D'après l'extrait sur l'Étoile flamboyante et le pentagramme, par quoi se termine le tracé du pentagramme avant un nouvel effort ?

> **Extrait du texte**:
■ ■ ■

Ainsi le symbolisme de la figure complète (Etoile flamboyante et G) est une référence à l'harmonie du monde (2), autrement dit l'appel à connaître et à respecter les lois qui président à cette harmonie et, en définitive, l'appel à s'insérer harmonieusement dans ce monde. L'interdépendance de toutes choses en ce monde laisse en outre pressentir que c'est la vie de toute l'humanité qui est en cause dans l'action de chaque individu.

Le pentagramme, symbole dynamique, nous aide à comprendre le caractère inépuisable de la démarche à laquelle l'homme est appelé ; la main et la plume qui le tracent, dessinent tour à tour des chutes plus ou moins brutales, des remontées plus ou moins pénibles, des translations pas toujours dans le sens favorable (3) ; cela finit par un remontée vers le point le plus haut, vers l'équi­libre... avant de recommencer un nouvel effort.

■ ■ ■

> **Extraits d'un jeu de données**:
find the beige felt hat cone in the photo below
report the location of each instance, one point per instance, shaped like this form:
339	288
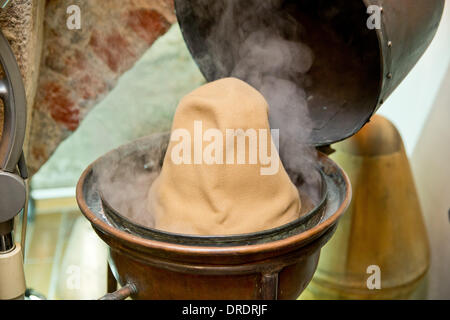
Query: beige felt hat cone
210	184
380	249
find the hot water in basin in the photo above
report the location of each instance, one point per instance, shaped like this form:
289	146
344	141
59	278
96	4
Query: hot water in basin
273	264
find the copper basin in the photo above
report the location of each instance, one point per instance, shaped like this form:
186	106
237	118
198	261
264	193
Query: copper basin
274	266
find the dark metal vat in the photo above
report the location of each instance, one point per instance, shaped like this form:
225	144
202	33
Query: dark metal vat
355	68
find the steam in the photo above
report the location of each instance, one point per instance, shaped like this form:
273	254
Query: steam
261	44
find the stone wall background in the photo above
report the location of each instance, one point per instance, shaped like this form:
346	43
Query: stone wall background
142	103
67	72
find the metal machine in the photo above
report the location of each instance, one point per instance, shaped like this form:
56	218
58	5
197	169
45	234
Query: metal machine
13	174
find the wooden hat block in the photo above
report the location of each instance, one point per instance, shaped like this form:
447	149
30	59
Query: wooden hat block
383	226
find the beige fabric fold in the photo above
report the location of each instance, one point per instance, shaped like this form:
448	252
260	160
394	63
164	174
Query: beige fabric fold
221	198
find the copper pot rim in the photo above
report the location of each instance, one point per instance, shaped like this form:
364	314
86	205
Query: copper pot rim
294	241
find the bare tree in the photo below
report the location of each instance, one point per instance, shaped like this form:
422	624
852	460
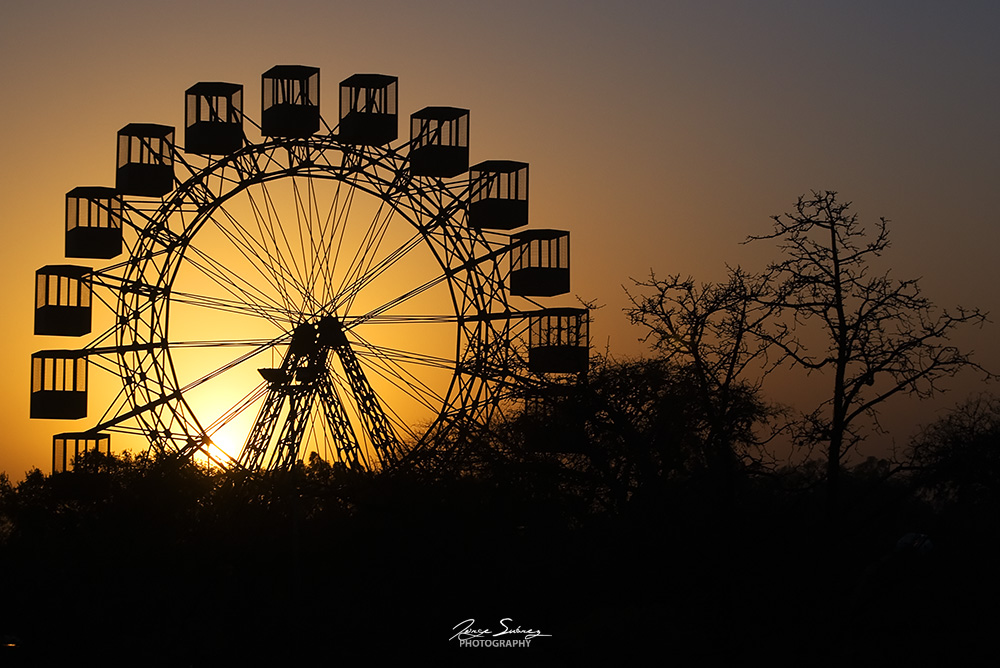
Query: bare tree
708	332
877	336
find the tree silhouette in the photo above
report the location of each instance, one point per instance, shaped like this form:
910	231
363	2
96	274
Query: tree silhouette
709	335
877	336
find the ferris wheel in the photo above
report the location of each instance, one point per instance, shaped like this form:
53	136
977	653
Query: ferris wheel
322	289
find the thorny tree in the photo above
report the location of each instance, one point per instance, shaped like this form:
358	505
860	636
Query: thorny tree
708	332
880	336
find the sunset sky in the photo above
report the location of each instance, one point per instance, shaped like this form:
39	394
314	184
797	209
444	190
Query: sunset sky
660	134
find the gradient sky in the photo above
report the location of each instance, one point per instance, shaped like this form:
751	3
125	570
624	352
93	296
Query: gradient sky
659	133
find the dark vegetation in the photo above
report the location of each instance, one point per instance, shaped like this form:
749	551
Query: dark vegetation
666	527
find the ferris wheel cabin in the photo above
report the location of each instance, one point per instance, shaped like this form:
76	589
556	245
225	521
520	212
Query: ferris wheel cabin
93	222
62	300
559	341
368	114
539	263
439	139
59	384
66	448
498	195
213	118
145	160
290	101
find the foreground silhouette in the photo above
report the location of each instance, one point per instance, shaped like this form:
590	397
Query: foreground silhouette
163	563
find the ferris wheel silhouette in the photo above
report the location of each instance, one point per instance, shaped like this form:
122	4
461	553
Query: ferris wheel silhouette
321	289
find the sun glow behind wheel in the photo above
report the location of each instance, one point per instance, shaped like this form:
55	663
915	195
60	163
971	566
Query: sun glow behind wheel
286	252
314	289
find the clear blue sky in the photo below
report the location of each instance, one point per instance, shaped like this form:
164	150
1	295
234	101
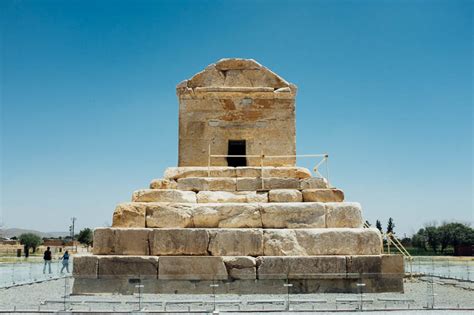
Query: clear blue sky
89	111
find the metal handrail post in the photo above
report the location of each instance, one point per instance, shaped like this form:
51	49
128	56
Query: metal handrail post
209	162
261	169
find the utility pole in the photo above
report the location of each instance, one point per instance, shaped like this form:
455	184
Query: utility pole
73	219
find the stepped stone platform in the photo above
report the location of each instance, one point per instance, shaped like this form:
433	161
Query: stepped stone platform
180	241
251	222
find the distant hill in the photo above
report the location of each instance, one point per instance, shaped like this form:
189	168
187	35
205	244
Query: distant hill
17	232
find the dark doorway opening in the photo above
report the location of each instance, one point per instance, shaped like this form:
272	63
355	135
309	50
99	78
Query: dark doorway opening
236	147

■ ■ ■

> **Solution proposée**:
Par une remontée vers le point le plus haut, vers l'équilibre.